_Selected passage_:
At the same time, GSAM has become increasingly important to Goldman, as the firm’s trading powerhouse has idled. Revenue from Goldman’s Fixed Income, Currency and Commodities (FICC) trading division dropped 37 percent in 2010 from a year earlier, and the firm’s investing for its own accounts could further suffer when new rules, including strict limits on proprietary trading by banks, kick in.

Turnover at the Top

Goldman declined to make Blankfein or any other executives available for comment on this story.

In March 2008, Peter Kraus, co-head of the investment division that oversaw GSAM, resigned after incentive fees — the 20 percent that hedge and other funds slice off profits — plunged 81 percent in fiscal 2007 and Global Alpha lost 40 percent, according to investors.

Co-head Ed Forst took over. He was one of a cadre of Blankfein confidantes known as Lloyd’s Boys, according to former employees. Forst, now 50, left after three months to take a job at Harvard University, and investment management became the job of Marc Spilker, a former co-head of U.S. equities, and Timothy O’Neill, a former senior strategist.

They were the seventh and eighth Goldman investment heads in eight years.

Separate Accounts Lag

O’Neill and Spilker didn’t do much better than Kraus, now 58. The division’s 2009 net revenue of $3.97 billion accounted for about 8.8 percent of Goldman’s total revenue and was down 12.8 percent from fiscal 2008 as both management and incentive fees declined.

A big chunk of GSAM’s assets are its separate accounts — pools of money invested for institutions and wealthy individuals. EVestment Alliance LLC, an Atlanta-based research firm, tracks about $300 billion held in the accounts and finds that Goldman trailed its peers in 73.8 percent of the categories EVestment looked at during the five years ended on Sept. 30.

Chicago-based financial publisher Morningstar Inc. tracks Goldman mutual funds and found that the 338 fund share classes it looks at trailed the average return of their respective peers in every broad category, including U.S. diversified equity, non- U.S. stock and taxable bonds, over the 3-, 5- and 10-year periods ended on Dec. 31.

Yet investors have not only stuck with GSAM; they’ve added tens of billions of dollars to its assets since 2000.

‘Marketing Muscle’

“Given the golden reputation of Goldman, it’s amazing,” says Anton Schutz, founder of Rochester, New York-based Mendon Capital Advisors Corp., an asset management firm that specializes in financial stocks and doesn’t own Goldman Sachs shares. “What we thought was investing acumen has turned out to be a tribute to the firm’s marketing muscle.”

_Record excerpts_:
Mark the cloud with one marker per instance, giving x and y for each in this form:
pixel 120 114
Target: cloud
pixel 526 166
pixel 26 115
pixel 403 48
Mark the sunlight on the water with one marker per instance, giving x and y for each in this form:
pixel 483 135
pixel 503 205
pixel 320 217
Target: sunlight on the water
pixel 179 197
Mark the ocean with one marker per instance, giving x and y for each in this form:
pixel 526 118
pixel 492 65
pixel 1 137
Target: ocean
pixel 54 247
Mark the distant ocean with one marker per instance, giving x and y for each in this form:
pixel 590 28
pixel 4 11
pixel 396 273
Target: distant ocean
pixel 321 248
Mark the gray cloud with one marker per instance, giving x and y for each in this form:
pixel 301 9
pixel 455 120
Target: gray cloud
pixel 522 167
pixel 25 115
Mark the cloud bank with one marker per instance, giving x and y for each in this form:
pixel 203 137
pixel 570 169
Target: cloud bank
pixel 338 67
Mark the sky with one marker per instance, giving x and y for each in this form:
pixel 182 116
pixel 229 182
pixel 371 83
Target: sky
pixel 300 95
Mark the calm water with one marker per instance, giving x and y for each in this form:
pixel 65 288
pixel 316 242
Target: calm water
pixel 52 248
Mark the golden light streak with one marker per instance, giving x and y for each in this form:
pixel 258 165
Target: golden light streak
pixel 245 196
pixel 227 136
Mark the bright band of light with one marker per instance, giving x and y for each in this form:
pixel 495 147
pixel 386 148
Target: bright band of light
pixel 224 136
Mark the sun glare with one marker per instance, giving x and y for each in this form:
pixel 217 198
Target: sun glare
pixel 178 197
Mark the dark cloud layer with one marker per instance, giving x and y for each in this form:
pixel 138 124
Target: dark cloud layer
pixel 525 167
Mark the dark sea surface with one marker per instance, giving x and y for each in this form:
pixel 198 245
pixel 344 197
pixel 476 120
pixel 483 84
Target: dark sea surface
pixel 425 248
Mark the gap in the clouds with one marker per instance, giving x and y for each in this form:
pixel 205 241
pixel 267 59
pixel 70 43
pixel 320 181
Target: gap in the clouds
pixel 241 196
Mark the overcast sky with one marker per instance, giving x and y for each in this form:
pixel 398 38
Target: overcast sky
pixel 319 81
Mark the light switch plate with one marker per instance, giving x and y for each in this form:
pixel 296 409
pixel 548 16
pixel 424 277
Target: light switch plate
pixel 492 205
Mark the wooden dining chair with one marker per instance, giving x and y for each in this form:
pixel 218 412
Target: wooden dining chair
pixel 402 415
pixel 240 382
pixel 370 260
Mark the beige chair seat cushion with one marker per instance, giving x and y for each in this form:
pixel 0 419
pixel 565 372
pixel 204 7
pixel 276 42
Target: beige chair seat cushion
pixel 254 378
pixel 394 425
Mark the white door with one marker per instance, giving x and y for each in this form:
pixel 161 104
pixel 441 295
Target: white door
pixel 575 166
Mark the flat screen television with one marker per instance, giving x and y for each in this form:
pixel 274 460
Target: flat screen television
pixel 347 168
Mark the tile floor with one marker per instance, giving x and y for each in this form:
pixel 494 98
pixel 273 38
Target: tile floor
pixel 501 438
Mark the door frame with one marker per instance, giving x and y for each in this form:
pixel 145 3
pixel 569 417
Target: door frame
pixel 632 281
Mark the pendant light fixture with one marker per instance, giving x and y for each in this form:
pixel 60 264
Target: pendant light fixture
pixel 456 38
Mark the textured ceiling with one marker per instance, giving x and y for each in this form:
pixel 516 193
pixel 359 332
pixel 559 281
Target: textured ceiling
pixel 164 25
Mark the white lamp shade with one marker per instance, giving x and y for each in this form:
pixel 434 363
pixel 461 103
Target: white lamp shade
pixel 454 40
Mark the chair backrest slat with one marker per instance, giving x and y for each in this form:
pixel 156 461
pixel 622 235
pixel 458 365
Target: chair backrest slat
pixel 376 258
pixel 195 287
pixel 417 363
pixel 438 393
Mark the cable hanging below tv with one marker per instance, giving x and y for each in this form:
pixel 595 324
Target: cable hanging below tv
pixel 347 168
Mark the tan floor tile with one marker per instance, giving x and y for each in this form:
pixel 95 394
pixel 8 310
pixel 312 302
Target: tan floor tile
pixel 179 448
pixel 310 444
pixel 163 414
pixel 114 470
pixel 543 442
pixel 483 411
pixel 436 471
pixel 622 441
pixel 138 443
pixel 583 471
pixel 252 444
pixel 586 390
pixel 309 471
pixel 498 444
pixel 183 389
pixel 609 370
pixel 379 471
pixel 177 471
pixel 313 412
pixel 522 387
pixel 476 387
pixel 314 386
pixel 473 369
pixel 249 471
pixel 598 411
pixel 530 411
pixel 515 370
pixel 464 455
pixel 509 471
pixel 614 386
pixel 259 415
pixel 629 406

_Tasks_:
1: List every person the passage on Goldman's asset management mentions by surname.
2: Reproduce the passage on Goldman's asset management between "Goldman declined to" and "former senior strategist.", inclusive.

_The solutions_:
1: Blankfein, Peter Kraus, Ed Forst, Marc Spilker, Timothy O'Neill, Anton Schutz

2:
Goldman declined to make Blankfein or any other executives available for comment on this story.

In March 2008, Peter Kraus, co-head of the investment division that oversaw GSAM, resigned after incentive fees — the 20 percent that hedge and other funds slice off profits — plunged 81 percent in fiscal 2007 and Global Alpha lost 40 percent, according to investors.

Co-head Ed Forst took over. He was one of a cadre of Blankfein confidantes known as Lloyd’s Boys, according to former employees. Forst, now 50, left after three months to take a job at Harvard University, and investment management became the job of Marc Spilker, a former co-head of U.S. equities, and Timothy O’Neill, a former senior strategist.